### 文章の抜粋
この5話や9話のクォリティが作品全体にあれば違ったのだが、
本来はきちんと描くべき1話で死んでおり、
5話と9話以外のレースシーンは1話と似たようなものだ。
この5話で主人公の成長も描いているのだが、
彼女の車体に搭載されている「AI」の成長の影響も大きい。
断片的にしか描かれない主人公の過去も厄介で、
物語の起承転結を意識せずに1クールを構成している印象だ。
そもそもレースに参加する半数はAIレーサーのようだが、
そんなAIレーサーと人が操りAIがサポートしているレーサーとの
違いや実力差などもよくわからず、
レース自体のルールもきちんと解説していないため、
ブーストが何回使えるのかなどもわからない。
AIにも個性、機能差があるようで、
主人公の車体のAIは主人公に合わせて成長しているのだが、
他の車体のAIはどうなのかなどが描かれないため、
ただの主人公補正のようにも感じる。
レースシーンは中盤以降見れるものになっているものの、
肝心の脚本が大クラッシュして崩壊している。
レースシーンが5話でようやく盛り上がり、
巻き返すのかと思いきや6話ではまたもんじゃ焼きを食べる。
レースアニメというよりは、もはやもんじゃ焼きアニメだ。
主人公の同期やライバルキャラなど、
出ては来るものの圧倒的に掘り下げ不足だ。
才能
7話では主人公が2位になる展開になるのだが、
これも別に主人公の実力というよりはメカニックのおじいさんの
長年の経験やAIによるものだ。
主人公の凄さの見せ方がとにかく悪い。
作中のレーサーたちが憧れ、抜き去りたいと思っている
「キング」にしても、別に無敗の帝王というわけでもなく
負けることもある。

### 元データ
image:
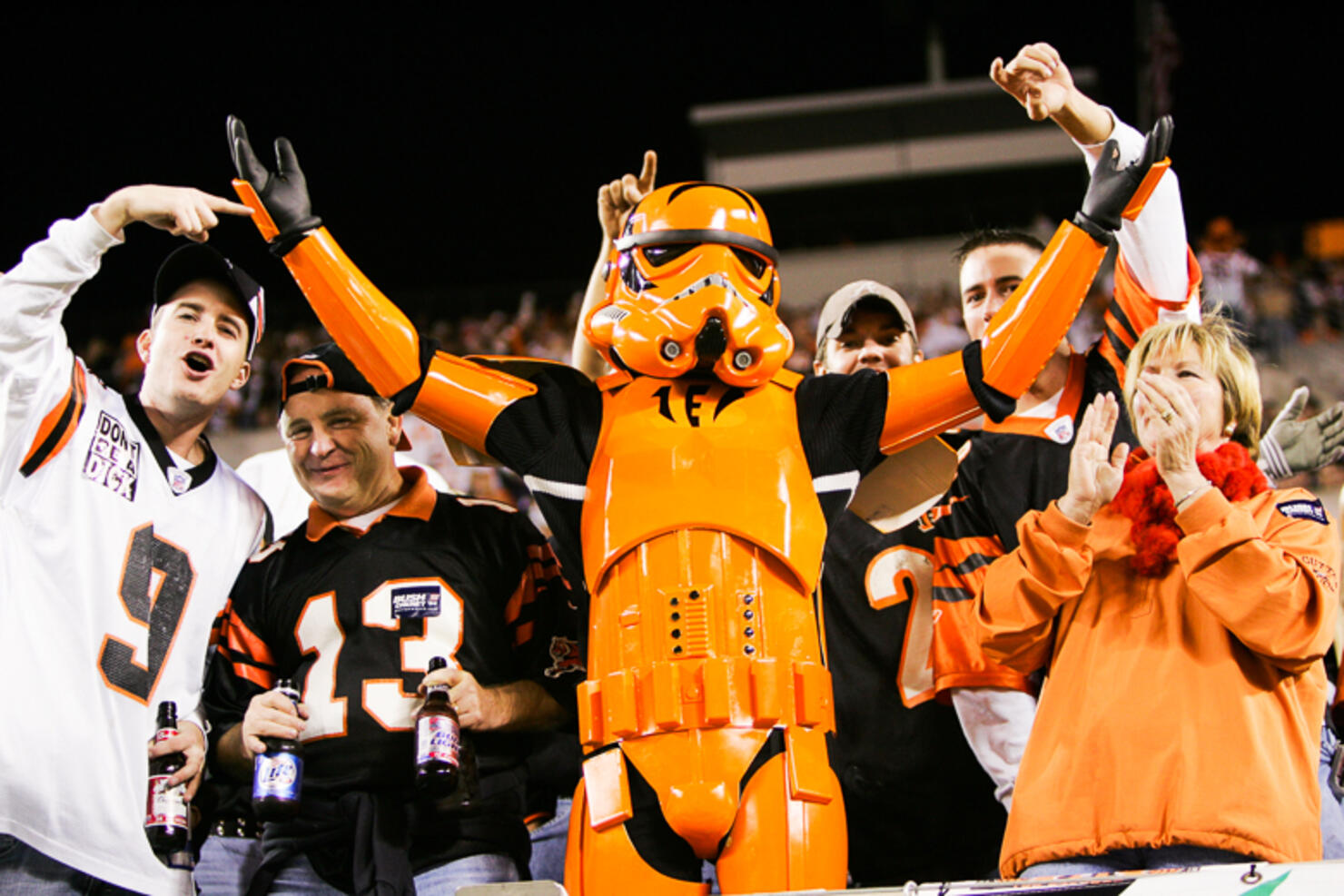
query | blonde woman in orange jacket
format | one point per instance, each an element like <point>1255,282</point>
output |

### 課題
レースアニメの感想文を、最後の文のあとから続けて書いてください。 上の行は、この作業には関係ありません。

### 回答
そのキングの凄さ、なにが特徴的なのかというのも
見ていてまるで伝わっってこない。
ストーリー的にも盛り上がってきそうなところで
話の腰を折る展開が多い。
5話でレースの描写が盛り上がっても、6話では日常回で腰を折り、
もんじゃ焼きをはさみ、7話では主人公が2位になるという展開になったのに、
8話ではマニュアル車での運転で練習し、
時代遅れなマニュアル車を手に入れ主人公の才能を見せつける。
そんな、ある種の修行回とピーキーな車体で
どう主人公がレースに挑むのかと思えば
9話ではメカニックがピーキーな設定をしすぎて、あっさり敗退する。
盛り上がりどころの腰を常におるようなストーリー構成で、
あえて主人公を1位にせずに終盤まで描きたいのはわかるものの、
そのせいでストーリー構成が常にエンストを起こしている。
AI
この作品で描きたいことは終盤で伝わる。
この作品の世界だけでなく未来では当たり前のように
AIが色々なものに搭載され、スポーツやモータースポーツでも
導入されるかもしれない。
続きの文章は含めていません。